(Extracted entries)
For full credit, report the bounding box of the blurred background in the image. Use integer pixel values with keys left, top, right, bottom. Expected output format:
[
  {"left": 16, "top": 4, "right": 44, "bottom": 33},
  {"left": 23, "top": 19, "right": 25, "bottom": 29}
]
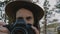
[{"left": 0, "top": 0, "right": 60, "bottom": 34}]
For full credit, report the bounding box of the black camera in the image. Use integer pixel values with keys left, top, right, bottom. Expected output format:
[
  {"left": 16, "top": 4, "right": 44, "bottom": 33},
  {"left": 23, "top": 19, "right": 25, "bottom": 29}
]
[{"left": 7, "top": 19, "right": 35, "bottom": 34}]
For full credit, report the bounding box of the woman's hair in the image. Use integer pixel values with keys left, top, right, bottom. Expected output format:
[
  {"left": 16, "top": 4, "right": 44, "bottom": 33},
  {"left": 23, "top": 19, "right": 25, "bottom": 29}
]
[{"left": 9, "top": 7, "right": 40, "bottom": 31}]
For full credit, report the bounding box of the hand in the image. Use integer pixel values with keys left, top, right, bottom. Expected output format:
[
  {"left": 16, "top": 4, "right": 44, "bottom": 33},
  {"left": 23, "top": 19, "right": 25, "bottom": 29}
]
[
  {"left": 32, "top": 26, "right": 40, "bottom": 34},
  {"left": 0, "top": 22, "right": 9, "bottom": 34}
]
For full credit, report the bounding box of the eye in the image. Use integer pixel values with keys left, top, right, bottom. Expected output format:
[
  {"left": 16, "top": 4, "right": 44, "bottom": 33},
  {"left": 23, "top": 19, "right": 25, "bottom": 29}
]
[{"left": 26, "top": 16, "right": 32, "bottom": 20}]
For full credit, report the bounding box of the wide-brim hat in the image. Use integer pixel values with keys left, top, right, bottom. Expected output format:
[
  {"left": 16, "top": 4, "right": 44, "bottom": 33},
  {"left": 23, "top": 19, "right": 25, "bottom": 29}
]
[{"left": 5, "top": 1, "right": 44, "bottom": 23}]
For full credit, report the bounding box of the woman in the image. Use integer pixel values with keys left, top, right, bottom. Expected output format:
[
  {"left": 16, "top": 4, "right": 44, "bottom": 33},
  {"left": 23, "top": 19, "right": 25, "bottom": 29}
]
[{"left": 1, "top": 1, "right": 44, "bottom": 34}]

Given exercise
Present every line of the entries above as a numbered list, skipping any blank lines. Leave the pictures out.

Full response
1. For full credit, report the bounding box of the blurred background in the image. Use integer pixel values with keys left, top, right, bottom. Expected output format:
2. [
3.   {"left": 16, "top": 4, "right": 44, "bottom": 33},
4.   {"left": 23, "top": 19, "right": 25, "bottom": 29}
5. ]
6. [{"left": 0, "top": 0, "right": 60, "bottom": 34}]
7. For full credit, report the bounding box of the black camera in the image. Use integer pixel values with keys left, top, right, bottom. Expected output format:
8. [
9.   {"left": 16, "top": 4, "right": 44, "bottom": 33},
10.   {"left": 23, "top": 19, "right": 25, "bottom": 29}
11. ]
12. [{"left": 7, "top": 19, "right": 35, "bottom": 34}]
13. For full credit, report the bounding box of the woman's hair in the image. Use integer pixel values with keys left, top, right, bottom. Expected output format:
14. [
15.   {"left": 16, "top": 4, "right": 44, "bottom": 33},
16.   {"left": 23, "top": 19, "right": 25, "bottom": 29}
17. ]
18. [{"left": 9, "top": 7, "right": 40, "bottom": 31}]
19. For full credit, report the bounding box of the hand in the image. Use integer pixel values with keys left, top, right, bottom. Expected output format:
20. [
21.   {"left": 16, "top": 4, "right": 44, "bottom": 33},
22.   {"left": 23, "top": 19, "right": 25, "bottom": 29}
23. ]
24. [
25.   {"left": 32, "top": 26, "right": 40, "bottom": 34},
26.   {"left": 0, "top": 22, "right": 9, "bottom": 34}
27. ]
28. For full credit, report the bounding box of the eye in the image. Use integer pixel values with keys left, top, right, bottom. Expected output format:
29. [
30.   {"left": 16, "top": 4, "right": 44, "bottom": 33},
31.   {"left": 23, "top": 19, "right": 25, "bottom": 29}
32. ]
33. [{"left": 26, "top": 16, "right": 32, "bottom": 20}]
34. For full credit, report the bounding box of the wide-brim hat in the image. Use integer pixel values with keys left, top, right, bottom. Expected output format:
35. [
36.   {"left": 16, "top": 4, "right": 44, "bottom": 33},
37.   {"left": 23, "top": 19, "right": 25, "bottom": 29}
38. ]
39. [{"left": 5, "top": 1, "right": 44, "bottom": 23}]
40. For full credit, report the bounding box of the woman in the image. Use integer pixel values with keys left, top, right, bottom. Expected output format:
41. [
42.   {"left": 16, "top": 4, "right": 44, "bottom": 33},
43.   {"left": 23, "top": 19, "right": 25, "bottom": 29}
44. ]
45. [{"left": 1, "top": 1, "right": 44, "bottom": 34}]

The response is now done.